• **Page excerpt**:
Against the backdrop of climate change and dwindling water resources, supplying water to large metropolitan areas is becoming an increasingly challenging task for public authorities, who must find urgent solutions. One of the clearest and most viable ways forward is to incorporate recycled tap water into urban supply systems. However, despite being sustainable and safe, this option faces a major obstacle: consumers' instinctive, psychological resistance. Now, an international study led by the Universitat Oberta de Catalunya (UOC) has identified a method that could prove key to overcoming resistance: influencer marketing.

Research led by Professor Inma Rodríguez-Ardura, coordinator of the UOC's Digital Business Research Group (DigiBiz), found that influencers on platforms such as Instagram use sensory and emotional content to build mental images, and that this is more effective than purely rational arguments for overcoming resistance to drinking recycled tap water and encouraging sustainable consumption. Recycled tap water is not consumed directly, but is fed back into supply systems, where it is mixed with water from other sources and subjected to the treatment processes required for human ingestion. The study, published in the British Food Journal, is based on the experience of 800 Instagram users from Barcelona and Phoenix. The authors also include Professor Antoni Meseguer-Artola and Gisela Ammetller, fellow members of the UOC's Faculty of Economics and Business.

The research team understood that, while there is a real and urgent need to encourage the consumption of recycled tap water in areas threatened by the climate emergency, the main obstacle to uptake is not its safety, but how it is perceived. Although recycled tap water is safe for human consumption if it has gone through appropriate water treatment systems, when people know that the source is treated and purified waste water, for many their instinctive reactions include rejection, fear and even revulsion. This visceral reaction is compounded by a widespread tendency among consumers to undervalue the supply of tap water, or take it for granted until a supply crisis occurs.

In this context, traditional communication strategies, based predominantly on technical data, scientific presentations and rational arguments about collective savings, are demonstrably insufficient for changing deeply ingrained habits. "Although sustainable water consumption objectively benefits society as a whole in the long term, just communicating this idea is not enough to get consumers' full engagement," said Rodríguez-Ardura. This is where influencer marketing comes in. According to the research, this tool helps make abstract benefits like sustainability more tangible, linking them to positive emotions and feelings, aspects that public institutions and supply companies have failed to exploit to date.

• **Extracted records**:
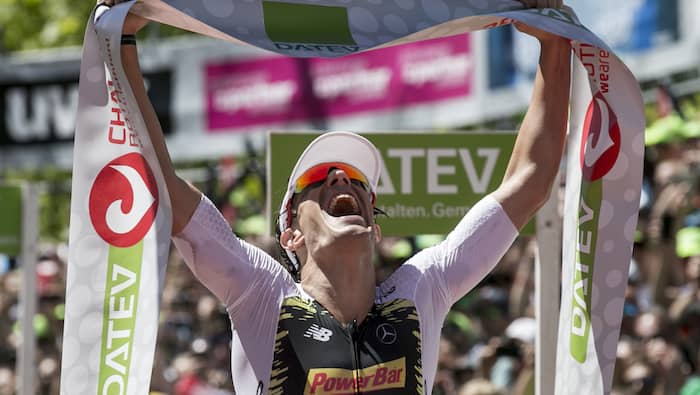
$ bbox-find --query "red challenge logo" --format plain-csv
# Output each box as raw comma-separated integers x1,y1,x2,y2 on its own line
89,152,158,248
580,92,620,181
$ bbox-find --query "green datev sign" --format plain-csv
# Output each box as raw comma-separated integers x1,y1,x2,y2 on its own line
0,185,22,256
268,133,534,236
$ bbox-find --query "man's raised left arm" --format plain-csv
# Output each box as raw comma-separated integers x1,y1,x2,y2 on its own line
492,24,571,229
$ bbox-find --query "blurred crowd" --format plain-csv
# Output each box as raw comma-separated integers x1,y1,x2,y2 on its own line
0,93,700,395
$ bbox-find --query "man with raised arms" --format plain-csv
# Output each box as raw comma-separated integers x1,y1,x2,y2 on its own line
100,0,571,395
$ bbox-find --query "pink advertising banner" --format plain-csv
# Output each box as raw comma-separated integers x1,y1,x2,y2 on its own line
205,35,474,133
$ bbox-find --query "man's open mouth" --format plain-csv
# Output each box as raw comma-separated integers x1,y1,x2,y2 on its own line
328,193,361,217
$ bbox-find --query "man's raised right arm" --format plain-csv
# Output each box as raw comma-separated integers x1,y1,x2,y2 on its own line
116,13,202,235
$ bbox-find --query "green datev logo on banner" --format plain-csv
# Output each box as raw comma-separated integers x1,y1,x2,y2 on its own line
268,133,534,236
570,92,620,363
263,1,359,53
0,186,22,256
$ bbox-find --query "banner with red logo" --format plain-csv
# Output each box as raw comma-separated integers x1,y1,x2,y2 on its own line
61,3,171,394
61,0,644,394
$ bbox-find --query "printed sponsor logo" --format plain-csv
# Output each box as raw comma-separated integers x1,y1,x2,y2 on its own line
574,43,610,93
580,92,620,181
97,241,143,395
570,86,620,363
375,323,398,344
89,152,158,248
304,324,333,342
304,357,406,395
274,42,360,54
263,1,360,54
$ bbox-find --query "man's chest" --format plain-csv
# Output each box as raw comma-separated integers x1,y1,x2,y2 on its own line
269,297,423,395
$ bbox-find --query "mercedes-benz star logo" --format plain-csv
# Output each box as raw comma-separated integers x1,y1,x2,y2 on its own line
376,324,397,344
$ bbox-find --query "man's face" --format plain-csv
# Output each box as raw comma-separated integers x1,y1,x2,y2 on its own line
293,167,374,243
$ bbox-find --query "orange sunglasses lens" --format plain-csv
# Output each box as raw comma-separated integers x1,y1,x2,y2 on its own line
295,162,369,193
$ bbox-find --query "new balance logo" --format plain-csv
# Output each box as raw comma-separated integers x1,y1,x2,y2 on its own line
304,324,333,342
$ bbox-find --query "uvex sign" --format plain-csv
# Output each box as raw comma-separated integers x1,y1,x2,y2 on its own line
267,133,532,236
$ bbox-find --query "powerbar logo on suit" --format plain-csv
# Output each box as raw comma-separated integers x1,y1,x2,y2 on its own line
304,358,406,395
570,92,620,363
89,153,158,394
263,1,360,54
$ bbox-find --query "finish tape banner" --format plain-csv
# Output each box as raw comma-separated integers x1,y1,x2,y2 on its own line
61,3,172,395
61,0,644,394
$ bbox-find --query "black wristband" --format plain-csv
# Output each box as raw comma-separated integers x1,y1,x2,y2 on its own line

• **Exercise instructions**: Could you carry on the piece about influencer marketing and recycled tap water, picking up right after its last sentence?

• **Task output**:
The power of mental imagery

The study centres on the concept of mental imagery and how social media, specifically Instagram, can be used to evoke it. The researchers set out to determine how the content created by influencers can generate subjective, transformative and compelling experiences for their followers. Rodríguez-Ardura, who is affiliated to the UOC-DIGIT research centre, explained the importance of this psychological mechanism: "Mental imagery is a subjective experience that involves conjuring up vivid feelings, objects, people or events, even if they did not happen or are not real. It's a type of feeling we create in our minds that makes things that were perceived as abstract, complex or distant seem tangible, understandable and real."

The research identifies two dimensions within this phenomenon: elaborated imagery, which the consumer creates voluntarily through cognitive effort (such as calculating how much plastic is saved by drinking tap water), and spontaneous imagery, which arises effortlessly or unconsciously, prompted by a stimulus. For example, a video of an influencer drinking recycled tap water out in the sunshine might automatically evoke mental images of it being refreshing and thirst-quenching, without the need for complex rational processing.

One of the key findings of the study, conducted on a sample of 800 Instagram users between the ages of 18 and 54, is the asymmetric impact of different types of message. Although informativeness is important for the formation of mental images, hedonic or sensorial content has a significantly greater impact. "To break down the barriers to sustainable water consumption, it's not enough to get people to understand that tap water is healthy and safe. It's also vital to recreate the experience of drinking it as something desirable, refreshing and emotionally satisfying," said Rodríguez-Ardura.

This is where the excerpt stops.